**Passage shown**
>>>>>

Scaling the Firebase Realtime Database beyond 200k users

Google’s Firebase is a complete Backend as a Service (BaaS) and offers myriad functionalities to choose from. It’s a great choice to quickly get your app up and running. 

There are many interesting things to understand around its pricing structure, data modelling, and scalability. Maybe your application already has Firebase embedded in its core, or you are just evaluating it against alternatives. In any case, this article will provide you with an overview, exploring some technical considerations regarding databases and realtime messaging in general, and ending with a work-around to scale Firebase beyond 200k concurrent users, without needing to shard the database.

Copy link to clipboardA quick overview of Firebase 

Firebase is a one-stop shop to quickly build your app’s backend. This BaaS allows you to keep your app’s architecture simple by offloading critical pieces of functionality.

<<<<<

Point annotation dataset records:
>>>>>

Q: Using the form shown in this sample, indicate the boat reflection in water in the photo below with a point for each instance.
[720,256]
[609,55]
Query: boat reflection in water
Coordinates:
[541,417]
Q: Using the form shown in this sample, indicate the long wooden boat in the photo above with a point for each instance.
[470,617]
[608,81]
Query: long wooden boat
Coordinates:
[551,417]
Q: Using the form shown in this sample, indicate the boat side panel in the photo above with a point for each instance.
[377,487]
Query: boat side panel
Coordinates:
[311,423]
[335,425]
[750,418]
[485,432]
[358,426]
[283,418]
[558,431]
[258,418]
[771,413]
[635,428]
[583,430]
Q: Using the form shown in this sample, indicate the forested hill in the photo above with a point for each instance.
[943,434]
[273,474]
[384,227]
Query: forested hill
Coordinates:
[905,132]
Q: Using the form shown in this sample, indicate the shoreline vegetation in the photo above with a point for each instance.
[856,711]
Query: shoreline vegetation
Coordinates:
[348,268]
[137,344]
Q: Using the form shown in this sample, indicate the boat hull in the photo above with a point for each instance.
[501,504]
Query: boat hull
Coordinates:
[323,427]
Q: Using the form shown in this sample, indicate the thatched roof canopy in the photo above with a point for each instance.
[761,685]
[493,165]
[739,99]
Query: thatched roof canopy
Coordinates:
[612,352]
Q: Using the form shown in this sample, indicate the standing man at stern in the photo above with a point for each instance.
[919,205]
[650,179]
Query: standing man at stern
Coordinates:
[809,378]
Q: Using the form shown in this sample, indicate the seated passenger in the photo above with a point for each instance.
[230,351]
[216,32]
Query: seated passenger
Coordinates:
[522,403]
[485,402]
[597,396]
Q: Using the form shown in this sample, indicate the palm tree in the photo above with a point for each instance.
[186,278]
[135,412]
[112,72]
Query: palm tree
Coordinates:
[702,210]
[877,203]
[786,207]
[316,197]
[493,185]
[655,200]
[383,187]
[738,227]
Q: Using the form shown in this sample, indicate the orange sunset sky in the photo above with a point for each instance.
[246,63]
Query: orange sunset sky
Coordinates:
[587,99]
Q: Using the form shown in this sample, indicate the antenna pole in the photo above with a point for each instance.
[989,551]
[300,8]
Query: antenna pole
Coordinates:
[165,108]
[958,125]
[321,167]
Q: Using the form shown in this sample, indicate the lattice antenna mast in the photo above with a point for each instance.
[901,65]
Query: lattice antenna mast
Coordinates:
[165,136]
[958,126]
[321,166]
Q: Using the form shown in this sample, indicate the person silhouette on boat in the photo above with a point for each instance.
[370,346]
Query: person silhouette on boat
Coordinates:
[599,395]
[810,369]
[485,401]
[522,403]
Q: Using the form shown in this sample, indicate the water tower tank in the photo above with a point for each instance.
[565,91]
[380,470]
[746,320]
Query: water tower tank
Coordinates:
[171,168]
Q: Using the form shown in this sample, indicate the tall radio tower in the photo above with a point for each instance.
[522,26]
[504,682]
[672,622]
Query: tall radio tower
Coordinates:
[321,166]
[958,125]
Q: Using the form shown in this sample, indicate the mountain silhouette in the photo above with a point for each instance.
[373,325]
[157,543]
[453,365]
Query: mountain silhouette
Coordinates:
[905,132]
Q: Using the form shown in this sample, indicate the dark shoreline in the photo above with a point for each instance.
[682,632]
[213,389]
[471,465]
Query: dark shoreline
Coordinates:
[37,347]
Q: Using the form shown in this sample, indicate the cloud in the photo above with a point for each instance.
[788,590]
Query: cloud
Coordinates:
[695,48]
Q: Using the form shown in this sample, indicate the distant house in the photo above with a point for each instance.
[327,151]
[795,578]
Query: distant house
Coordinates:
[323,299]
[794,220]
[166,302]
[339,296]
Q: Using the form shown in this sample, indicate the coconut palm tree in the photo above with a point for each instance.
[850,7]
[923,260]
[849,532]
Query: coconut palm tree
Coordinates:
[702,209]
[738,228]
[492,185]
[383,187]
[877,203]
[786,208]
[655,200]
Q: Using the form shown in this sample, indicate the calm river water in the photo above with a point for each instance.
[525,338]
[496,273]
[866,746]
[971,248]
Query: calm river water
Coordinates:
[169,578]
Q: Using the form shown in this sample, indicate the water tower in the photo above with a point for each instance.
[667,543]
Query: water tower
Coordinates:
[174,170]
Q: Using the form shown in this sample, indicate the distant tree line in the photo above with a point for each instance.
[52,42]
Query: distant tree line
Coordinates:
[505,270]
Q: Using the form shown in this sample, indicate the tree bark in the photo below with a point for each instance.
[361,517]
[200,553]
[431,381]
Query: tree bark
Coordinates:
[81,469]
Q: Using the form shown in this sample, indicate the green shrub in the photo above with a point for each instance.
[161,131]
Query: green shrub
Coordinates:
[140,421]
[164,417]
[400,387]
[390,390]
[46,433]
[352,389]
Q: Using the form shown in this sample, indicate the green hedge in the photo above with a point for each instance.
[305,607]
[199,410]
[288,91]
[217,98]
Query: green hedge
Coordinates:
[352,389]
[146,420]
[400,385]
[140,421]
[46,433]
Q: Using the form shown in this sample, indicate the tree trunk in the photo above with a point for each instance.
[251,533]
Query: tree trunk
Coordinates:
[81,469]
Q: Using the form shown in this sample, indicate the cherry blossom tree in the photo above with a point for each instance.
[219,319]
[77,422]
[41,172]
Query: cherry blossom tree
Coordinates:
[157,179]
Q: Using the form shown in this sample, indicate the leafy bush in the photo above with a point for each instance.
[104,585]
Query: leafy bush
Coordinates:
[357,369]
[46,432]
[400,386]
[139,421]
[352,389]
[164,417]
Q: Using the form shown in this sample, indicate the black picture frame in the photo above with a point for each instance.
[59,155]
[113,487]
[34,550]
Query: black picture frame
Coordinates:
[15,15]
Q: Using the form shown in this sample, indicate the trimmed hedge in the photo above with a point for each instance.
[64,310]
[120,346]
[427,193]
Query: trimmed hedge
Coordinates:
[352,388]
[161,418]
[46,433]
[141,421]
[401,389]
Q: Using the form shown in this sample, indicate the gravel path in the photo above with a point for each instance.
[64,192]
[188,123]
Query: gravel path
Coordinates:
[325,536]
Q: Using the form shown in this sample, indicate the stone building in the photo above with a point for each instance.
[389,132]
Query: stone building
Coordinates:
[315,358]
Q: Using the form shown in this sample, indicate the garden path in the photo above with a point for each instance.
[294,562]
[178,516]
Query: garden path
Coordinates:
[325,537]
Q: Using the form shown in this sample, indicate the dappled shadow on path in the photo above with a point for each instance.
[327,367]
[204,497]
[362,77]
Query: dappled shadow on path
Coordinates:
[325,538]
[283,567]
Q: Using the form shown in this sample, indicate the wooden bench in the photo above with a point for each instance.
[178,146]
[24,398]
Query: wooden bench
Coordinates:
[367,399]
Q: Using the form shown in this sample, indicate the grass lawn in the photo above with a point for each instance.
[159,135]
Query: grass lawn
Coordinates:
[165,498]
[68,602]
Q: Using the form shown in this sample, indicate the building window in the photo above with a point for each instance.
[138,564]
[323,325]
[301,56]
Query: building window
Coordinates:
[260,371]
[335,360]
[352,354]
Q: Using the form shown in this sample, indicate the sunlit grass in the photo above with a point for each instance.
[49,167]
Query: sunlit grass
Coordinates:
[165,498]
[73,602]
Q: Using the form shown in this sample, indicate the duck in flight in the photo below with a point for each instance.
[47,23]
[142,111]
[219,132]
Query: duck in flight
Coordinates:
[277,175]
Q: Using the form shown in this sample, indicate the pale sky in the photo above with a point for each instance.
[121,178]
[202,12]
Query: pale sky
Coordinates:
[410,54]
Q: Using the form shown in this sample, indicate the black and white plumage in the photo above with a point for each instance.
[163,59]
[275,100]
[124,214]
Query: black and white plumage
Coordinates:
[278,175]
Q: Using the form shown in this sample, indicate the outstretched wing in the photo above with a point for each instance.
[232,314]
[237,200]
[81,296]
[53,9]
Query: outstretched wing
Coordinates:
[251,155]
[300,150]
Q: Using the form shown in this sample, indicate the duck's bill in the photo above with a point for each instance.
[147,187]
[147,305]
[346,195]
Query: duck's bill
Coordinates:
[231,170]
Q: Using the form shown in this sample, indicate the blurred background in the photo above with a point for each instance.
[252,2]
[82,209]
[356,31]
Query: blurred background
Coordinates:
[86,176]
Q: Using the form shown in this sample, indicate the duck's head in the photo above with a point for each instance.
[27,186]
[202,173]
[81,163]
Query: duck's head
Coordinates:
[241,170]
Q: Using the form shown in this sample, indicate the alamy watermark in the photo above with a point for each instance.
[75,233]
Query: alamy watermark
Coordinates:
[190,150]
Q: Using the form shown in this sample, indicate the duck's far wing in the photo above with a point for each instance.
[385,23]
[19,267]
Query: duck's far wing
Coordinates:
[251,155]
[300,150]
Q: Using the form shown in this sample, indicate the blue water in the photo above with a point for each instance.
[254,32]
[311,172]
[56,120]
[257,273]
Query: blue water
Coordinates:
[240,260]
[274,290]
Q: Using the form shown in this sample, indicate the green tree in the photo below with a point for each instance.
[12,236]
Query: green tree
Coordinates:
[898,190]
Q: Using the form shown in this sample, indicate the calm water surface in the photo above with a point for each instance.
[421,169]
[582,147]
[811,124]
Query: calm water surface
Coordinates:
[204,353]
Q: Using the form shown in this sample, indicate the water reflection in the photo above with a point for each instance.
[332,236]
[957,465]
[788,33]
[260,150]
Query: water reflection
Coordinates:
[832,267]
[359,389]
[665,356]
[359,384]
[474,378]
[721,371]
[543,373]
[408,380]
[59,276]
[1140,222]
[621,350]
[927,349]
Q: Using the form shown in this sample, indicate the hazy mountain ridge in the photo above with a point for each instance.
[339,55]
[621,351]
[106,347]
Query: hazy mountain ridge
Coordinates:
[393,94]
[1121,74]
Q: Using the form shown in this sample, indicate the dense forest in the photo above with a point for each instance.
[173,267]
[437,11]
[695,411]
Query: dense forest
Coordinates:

<<<<<

**Objective**
According to the article on scaling Firebase, how does Firebase let an app keep its architecture simple?

**Complete answer**
As a Backend as a Service, Firebase takes over critical pieces of functionality. Offloading that work to it keeps the app's architecture simple.